Saved data entries:
· · · · · · ·

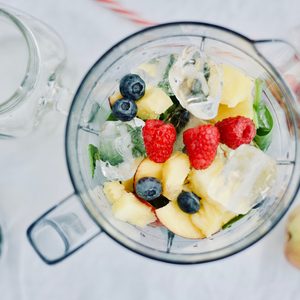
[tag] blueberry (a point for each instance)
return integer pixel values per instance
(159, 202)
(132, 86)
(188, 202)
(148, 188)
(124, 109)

· · · · · · ·

-- Exercise directions --
Write out the records once more, word for word, though without the pictures they contain.

-- Answer below --
[tag] blueberry (a point for each instance)
return integer pixel values per instance
(159, 202)
(132, 86)
(188, 202)
(148, 188)
(124, 109)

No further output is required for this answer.